[A block of data]
>>>
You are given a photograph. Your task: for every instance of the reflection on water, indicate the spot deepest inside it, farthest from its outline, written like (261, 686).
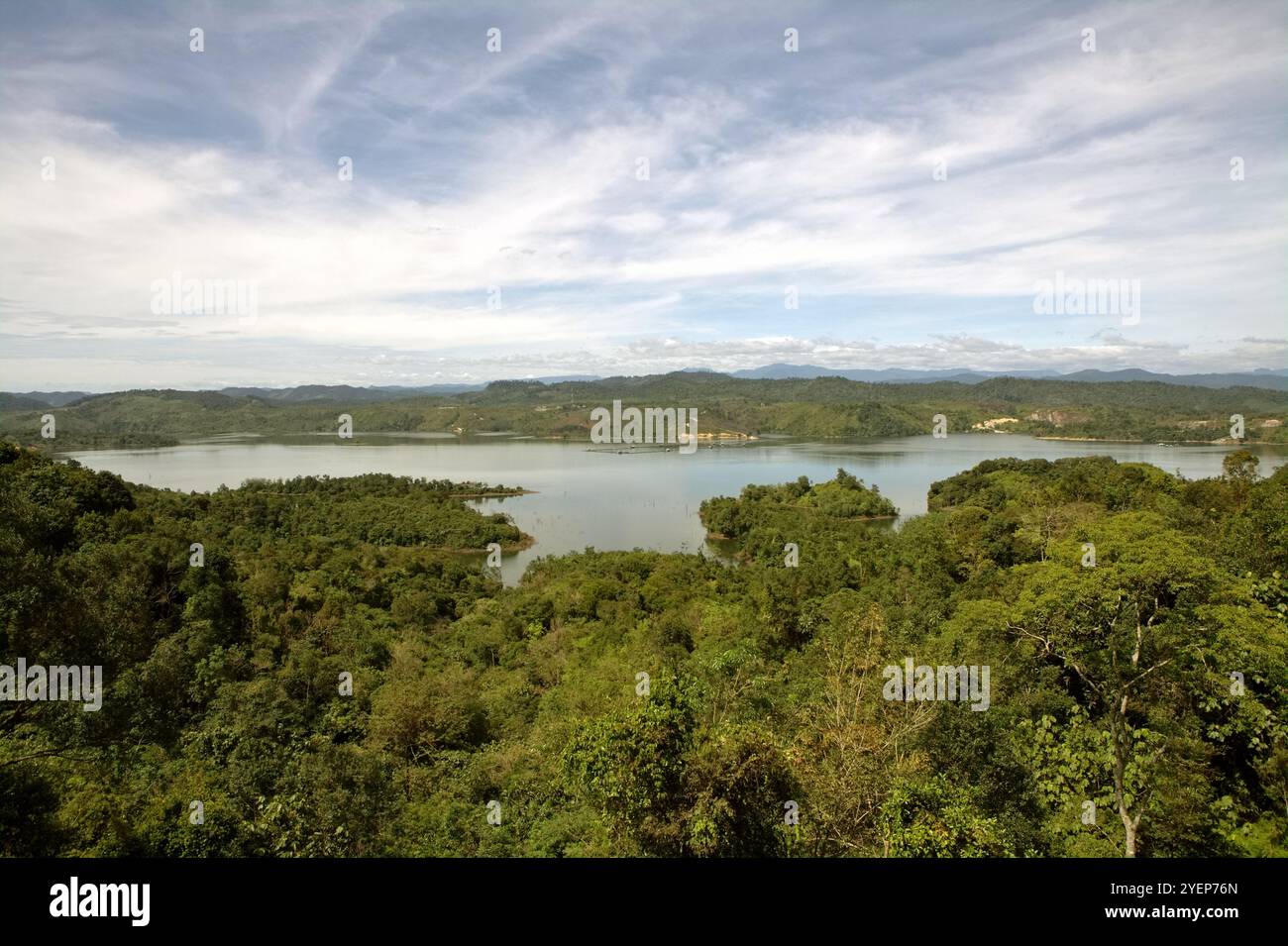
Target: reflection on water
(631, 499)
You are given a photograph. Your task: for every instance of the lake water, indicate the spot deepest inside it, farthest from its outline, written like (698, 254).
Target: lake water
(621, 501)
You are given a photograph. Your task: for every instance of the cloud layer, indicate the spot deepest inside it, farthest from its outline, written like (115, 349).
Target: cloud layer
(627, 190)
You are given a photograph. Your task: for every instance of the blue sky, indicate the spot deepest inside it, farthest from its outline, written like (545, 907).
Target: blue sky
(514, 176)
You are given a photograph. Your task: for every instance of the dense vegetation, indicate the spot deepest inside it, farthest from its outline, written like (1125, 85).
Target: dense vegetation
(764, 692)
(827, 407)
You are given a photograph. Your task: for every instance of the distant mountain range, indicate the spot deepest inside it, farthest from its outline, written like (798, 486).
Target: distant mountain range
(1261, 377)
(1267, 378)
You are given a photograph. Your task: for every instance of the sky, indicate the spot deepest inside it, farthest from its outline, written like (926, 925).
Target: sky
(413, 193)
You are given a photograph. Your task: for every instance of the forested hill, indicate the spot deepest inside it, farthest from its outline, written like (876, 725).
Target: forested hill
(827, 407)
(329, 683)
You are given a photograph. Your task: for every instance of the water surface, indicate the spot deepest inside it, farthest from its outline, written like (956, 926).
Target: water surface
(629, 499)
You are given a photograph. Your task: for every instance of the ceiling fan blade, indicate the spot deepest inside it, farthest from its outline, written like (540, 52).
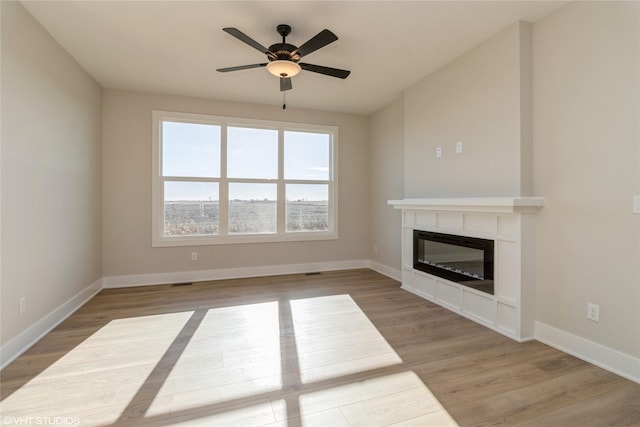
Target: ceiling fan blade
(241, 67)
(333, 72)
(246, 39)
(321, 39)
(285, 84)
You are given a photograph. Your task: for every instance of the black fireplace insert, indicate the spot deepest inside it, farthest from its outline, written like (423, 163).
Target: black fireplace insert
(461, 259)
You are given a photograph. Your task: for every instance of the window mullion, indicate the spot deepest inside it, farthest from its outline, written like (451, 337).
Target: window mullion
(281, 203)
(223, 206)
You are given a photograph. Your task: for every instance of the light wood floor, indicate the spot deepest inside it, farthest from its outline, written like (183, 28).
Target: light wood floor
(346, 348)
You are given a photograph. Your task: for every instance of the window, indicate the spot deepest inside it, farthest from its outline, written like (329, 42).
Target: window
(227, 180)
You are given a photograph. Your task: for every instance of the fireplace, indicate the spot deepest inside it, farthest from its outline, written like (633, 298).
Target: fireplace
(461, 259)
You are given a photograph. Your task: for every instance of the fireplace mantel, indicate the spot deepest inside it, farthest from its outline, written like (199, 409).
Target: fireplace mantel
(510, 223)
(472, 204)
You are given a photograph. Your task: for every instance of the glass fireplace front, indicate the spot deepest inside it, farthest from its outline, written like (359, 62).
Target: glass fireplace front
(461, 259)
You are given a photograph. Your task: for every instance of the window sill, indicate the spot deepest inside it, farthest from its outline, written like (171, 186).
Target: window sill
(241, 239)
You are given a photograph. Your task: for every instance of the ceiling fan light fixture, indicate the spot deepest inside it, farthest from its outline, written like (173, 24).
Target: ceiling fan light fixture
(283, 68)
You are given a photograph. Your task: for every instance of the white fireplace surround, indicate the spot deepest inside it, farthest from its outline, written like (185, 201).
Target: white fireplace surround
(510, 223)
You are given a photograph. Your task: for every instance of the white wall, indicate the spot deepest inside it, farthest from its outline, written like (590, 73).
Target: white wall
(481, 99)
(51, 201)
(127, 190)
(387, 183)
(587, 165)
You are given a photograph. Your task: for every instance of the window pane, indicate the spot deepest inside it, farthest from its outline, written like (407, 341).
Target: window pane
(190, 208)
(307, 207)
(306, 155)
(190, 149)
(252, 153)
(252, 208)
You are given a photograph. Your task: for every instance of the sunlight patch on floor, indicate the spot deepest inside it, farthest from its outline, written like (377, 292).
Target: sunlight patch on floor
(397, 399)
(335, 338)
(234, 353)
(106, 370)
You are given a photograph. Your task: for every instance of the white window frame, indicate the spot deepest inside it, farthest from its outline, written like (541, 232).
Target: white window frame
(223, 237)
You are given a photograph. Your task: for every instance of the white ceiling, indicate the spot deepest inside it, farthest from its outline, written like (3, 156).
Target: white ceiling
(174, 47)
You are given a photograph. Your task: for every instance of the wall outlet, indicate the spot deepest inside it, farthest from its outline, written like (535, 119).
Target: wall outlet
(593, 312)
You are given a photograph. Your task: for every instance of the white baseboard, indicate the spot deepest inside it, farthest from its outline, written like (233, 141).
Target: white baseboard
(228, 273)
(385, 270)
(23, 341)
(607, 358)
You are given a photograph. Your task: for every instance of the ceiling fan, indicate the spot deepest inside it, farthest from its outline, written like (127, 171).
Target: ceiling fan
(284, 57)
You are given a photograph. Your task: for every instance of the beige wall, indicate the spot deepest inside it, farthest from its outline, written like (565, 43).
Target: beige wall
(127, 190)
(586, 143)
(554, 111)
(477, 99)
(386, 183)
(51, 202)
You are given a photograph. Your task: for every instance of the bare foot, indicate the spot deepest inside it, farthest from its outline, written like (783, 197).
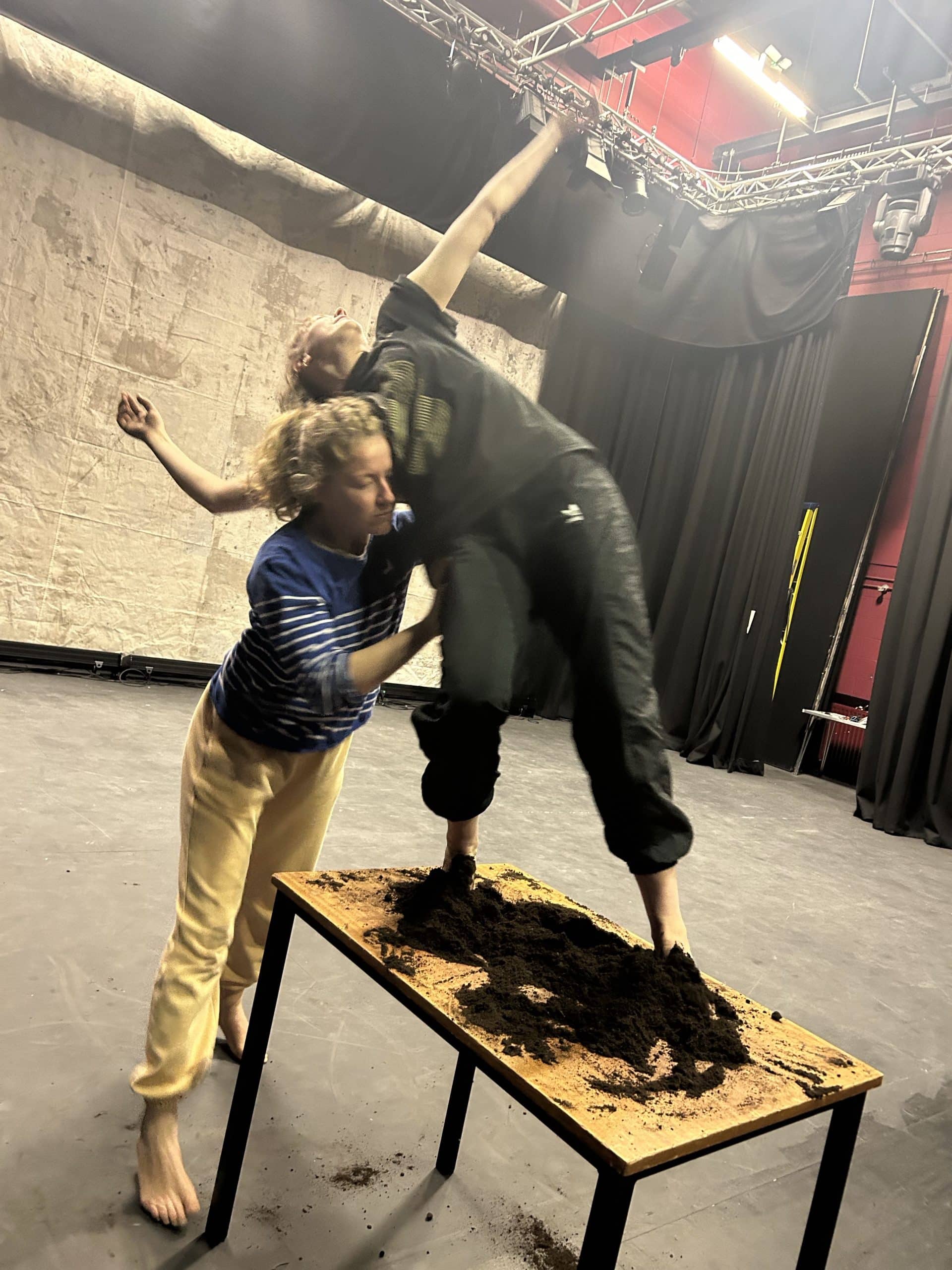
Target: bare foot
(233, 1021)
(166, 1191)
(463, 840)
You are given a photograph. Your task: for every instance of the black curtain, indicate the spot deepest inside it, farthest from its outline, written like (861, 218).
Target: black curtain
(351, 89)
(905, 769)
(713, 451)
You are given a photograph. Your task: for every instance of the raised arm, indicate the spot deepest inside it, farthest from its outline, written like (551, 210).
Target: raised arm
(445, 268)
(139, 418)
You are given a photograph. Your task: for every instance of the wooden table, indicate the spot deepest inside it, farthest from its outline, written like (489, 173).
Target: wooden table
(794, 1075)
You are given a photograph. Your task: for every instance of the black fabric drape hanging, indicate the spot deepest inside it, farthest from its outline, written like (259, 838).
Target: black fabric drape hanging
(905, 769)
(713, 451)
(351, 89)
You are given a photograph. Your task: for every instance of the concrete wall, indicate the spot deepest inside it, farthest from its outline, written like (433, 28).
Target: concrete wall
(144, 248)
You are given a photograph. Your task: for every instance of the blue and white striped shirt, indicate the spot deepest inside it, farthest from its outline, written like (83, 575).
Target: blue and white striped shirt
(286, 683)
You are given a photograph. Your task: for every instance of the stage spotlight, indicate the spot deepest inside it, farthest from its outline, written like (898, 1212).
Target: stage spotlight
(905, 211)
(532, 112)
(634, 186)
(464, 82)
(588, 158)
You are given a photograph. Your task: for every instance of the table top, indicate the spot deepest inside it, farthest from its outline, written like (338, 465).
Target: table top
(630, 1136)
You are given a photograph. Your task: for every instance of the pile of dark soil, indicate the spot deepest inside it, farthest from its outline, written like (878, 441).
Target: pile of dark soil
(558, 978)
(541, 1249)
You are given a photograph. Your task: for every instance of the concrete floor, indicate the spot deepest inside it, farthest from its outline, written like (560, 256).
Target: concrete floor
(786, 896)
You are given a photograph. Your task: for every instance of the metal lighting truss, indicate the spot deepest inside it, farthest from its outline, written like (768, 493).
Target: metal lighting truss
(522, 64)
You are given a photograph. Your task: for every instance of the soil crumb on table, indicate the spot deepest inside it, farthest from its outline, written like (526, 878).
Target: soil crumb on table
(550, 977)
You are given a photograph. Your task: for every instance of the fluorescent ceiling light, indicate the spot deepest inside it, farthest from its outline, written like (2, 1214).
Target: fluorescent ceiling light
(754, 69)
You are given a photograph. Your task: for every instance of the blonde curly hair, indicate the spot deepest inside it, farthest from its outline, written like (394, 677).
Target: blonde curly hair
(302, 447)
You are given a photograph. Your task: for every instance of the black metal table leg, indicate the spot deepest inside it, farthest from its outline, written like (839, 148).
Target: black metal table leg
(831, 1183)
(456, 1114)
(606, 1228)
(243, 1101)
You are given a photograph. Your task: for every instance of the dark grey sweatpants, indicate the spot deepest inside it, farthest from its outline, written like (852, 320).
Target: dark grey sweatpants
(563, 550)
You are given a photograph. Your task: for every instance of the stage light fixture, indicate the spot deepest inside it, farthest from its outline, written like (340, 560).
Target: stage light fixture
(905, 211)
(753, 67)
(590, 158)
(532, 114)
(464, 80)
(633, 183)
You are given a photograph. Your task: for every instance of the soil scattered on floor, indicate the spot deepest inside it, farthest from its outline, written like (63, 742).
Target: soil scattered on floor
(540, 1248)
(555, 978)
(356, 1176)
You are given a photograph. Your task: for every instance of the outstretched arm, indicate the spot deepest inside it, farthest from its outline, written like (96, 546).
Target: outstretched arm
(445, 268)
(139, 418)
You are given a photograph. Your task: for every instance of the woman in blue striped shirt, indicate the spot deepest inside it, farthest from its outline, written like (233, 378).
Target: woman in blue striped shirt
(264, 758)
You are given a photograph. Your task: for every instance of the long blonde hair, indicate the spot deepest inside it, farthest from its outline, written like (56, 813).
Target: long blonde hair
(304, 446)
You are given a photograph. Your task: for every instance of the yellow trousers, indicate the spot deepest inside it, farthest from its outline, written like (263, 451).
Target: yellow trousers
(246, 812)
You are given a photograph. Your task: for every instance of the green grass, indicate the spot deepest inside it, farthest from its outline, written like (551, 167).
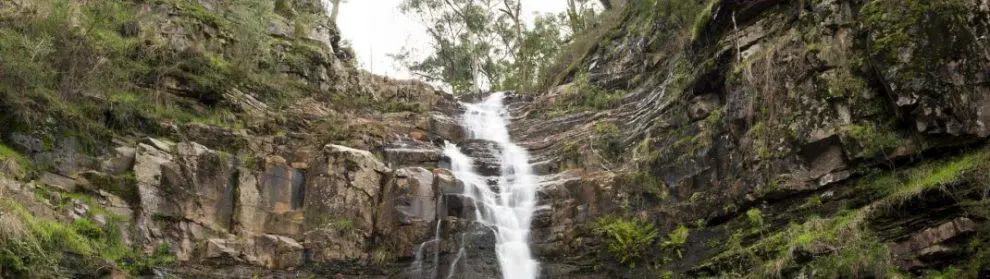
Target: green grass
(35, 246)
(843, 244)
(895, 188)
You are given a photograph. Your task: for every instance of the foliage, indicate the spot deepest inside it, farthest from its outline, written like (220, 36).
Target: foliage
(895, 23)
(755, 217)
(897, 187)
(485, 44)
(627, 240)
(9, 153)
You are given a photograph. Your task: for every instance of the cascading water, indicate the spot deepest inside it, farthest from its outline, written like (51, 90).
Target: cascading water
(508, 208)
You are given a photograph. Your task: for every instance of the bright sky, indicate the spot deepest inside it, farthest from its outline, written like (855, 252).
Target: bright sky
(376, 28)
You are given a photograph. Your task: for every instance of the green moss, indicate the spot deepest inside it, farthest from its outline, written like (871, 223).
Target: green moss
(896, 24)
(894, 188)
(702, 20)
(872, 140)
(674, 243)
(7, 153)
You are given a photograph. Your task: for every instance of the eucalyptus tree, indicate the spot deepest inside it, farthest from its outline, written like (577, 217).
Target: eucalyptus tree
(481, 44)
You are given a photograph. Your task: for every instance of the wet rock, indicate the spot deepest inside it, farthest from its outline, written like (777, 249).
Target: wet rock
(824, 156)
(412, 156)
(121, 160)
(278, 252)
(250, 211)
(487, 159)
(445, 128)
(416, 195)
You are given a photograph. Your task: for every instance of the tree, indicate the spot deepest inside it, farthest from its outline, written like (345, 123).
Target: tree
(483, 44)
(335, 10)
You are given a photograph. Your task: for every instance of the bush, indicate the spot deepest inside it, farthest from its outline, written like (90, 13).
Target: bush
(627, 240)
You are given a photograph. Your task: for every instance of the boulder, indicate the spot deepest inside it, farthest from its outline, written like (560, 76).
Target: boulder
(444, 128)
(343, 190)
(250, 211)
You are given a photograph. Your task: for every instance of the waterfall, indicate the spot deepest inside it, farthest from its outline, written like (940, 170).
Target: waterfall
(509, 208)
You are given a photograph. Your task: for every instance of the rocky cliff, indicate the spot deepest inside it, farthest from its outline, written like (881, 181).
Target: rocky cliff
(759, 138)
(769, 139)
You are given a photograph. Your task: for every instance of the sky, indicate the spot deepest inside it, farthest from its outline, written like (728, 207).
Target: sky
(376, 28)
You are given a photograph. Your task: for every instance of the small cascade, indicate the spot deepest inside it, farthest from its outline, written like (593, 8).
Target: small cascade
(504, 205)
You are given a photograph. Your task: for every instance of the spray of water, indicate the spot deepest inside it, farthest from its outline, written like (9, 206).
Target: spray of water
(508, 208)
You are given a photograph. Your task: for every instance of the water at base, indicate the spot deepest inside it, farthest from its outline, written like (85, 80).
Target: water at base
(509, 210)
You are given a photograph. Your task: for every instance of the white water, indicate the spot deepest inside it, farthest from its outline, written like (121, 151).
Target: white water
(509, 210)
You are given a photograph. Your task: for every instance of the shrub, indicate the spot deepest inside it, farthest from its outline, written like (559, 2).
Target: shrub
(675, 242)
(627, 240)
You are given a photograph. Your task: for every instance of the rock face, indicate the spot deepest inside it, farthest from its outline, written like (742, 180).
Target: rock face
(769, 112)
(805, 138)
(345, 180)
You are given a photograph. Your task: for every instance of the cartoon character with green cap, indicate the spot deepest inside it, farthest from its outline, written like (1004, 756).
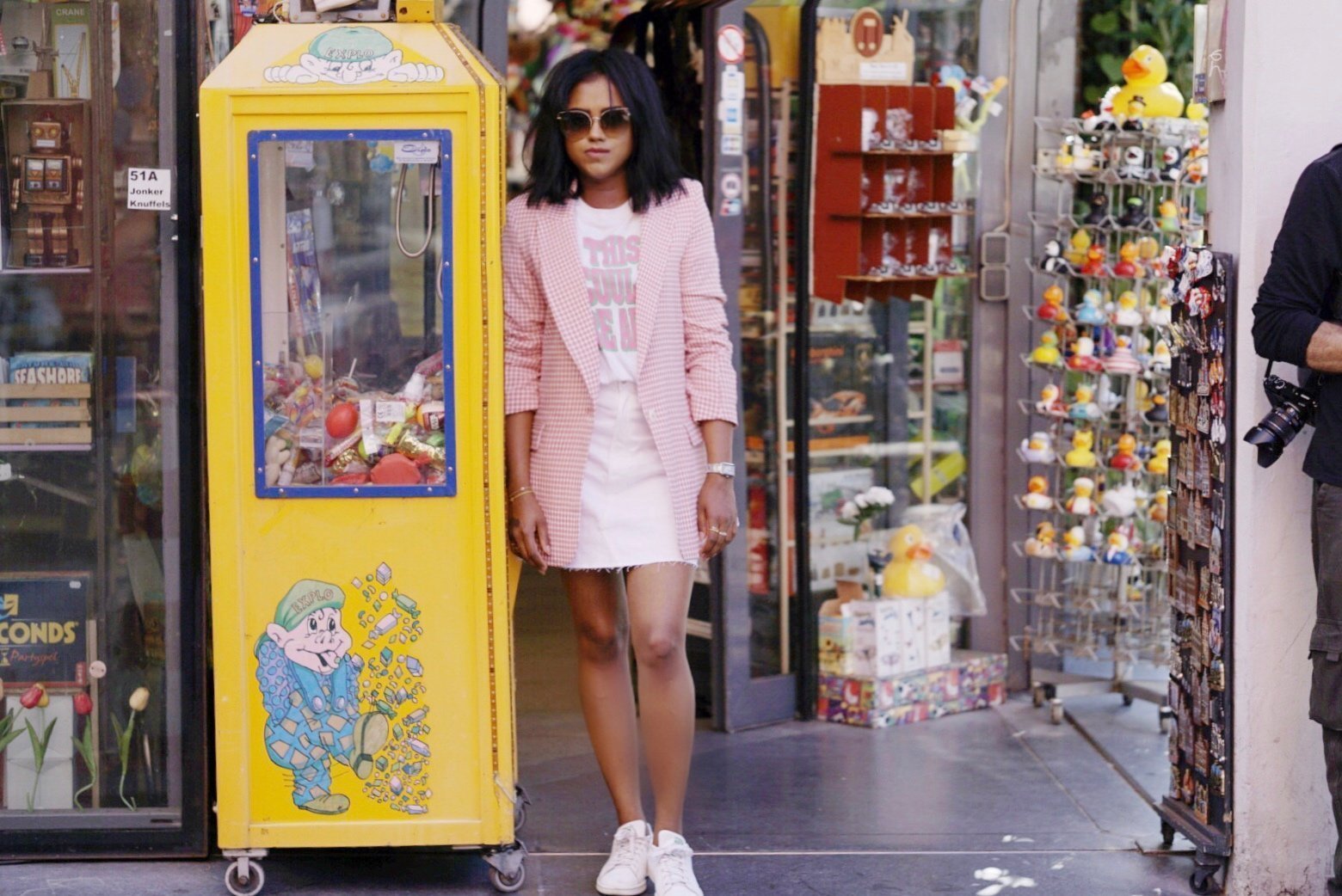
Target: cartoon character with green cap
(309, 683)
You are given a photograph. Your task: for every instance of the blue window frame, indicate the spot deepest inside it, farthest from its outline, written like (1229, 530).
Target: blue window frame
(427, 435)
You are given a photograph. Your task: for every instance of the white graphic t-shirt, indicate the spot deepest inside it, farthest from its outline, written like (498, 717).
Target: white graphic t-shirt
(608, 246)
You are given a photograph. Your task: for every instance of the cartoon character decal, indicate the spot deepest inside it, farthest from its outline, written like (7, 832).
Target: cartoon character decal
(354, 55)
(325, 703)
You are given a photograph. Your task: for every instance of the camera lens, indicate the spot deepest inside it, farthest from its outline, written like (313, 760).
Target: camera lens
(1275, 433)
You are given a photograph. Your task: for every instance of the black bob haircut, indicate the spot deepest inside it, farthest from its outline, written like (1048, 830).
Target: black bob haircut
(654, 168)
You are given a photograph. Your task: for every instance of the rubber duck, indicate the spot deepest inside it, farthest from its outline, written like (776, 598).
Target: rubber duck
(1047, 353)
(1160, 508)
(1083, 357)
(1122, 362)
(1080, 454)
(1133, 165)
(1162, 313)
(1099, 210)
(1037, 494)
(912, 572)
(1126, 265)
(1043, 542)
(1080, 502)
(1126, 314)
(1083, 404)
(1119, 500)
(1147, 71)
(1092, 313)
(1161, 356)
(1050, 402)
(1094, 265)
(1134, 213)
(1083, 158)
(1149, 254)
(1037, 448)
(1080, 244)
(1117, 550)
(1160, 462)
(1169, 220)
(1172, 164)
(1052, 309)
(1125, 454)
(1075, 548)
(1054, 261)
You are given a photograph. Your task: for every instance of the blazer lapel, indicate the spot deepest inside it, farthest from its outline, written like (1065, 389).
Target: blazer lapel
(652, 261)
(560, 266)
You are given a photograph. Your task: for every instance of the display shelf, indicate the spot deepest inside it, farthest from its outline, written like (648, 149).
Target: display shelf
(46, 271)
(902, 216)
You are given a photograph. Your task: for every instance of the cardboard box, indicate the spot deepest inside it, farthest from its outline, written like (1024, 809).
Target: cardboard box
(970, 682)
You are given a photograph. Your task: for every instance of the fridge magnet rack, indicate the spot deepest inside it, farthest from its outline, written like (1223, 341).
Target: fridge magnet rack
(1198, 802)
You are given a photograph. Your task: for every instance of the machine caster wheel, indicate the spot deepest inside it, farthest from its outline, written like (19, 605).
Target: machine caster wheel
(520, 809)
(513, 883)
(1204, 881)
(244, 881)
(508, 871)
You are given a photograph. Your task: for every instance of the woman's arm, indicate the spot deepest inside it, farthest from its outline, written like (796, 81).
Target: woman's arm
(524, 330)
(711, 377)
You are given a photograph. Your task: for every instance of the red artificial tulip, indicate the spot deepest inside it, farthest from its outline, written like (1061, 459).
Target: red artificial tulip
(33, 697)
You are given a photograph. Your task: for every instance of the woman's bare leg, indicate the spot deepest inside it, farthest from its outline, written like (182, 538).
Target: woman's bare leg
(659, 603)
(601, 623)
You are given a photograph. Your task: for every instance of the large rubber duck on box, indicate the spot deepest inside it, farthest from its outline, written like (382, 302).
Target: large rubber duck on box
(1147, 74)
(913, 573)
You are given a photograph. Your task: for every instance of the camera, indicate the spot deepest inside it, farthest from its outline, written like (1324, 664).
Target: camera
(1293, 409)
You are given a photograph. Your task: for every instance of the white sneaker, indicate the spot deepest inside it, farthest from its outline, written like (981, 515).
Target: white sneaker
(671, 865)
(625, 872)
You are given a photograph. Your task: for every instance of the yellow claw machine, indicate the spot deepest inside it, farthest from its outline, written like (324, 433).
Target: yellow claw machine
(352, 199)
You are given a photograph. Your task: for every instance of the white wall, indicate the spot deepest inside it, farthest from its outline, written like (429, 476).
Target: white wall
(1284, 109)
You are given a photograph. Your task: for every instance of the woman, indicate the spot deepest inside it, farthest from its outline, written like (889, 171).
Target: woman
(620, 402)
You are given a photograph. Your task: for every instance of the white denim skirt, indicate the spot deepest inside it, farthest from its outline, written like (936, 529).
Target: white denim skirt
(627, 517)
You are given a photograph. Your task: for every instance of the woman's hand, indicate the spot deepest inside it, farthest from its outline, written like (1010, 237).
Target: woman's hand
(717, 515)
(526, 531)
<<<
» **Task requirements**
Repeat the lines from the one containing "like (324, 433)." through the end of the listing, exactly and without any other lines; both ends are included.

» **Solution**
You are given a photograph. Your task: for every instance of the yellow claw machine, indicate the spot deepest inside it, farthest from its outline, written like (324, 433).
Target: yellow claw machine
(352, 199)
You are given a photograph. Your task: for every instance of the white wall, indicate the spot deepest inside it, farthest from its outline, written like (429, 476).
Target: white wall
(1284, 109)
You are given a photograph. Your task: for every instance of the woman, indicate the spot deepest inside it, farthest from its outline, written like (889, 171).
Target: woman
(620, 402)
You are given a photograph. Your task: for every instance of the white denim skirt, indicate the spot deepest inside it, farthest from its outline, written like (936, 529).
Target: white denim skirt
(627, 517)
You are given a photograph. Your task: for every instance of the woman's hand, indicate the spot deepest inside it, farthest from its outline, written like (1010, 237).
Target: woman's hand
(717, 515)
(526, 531)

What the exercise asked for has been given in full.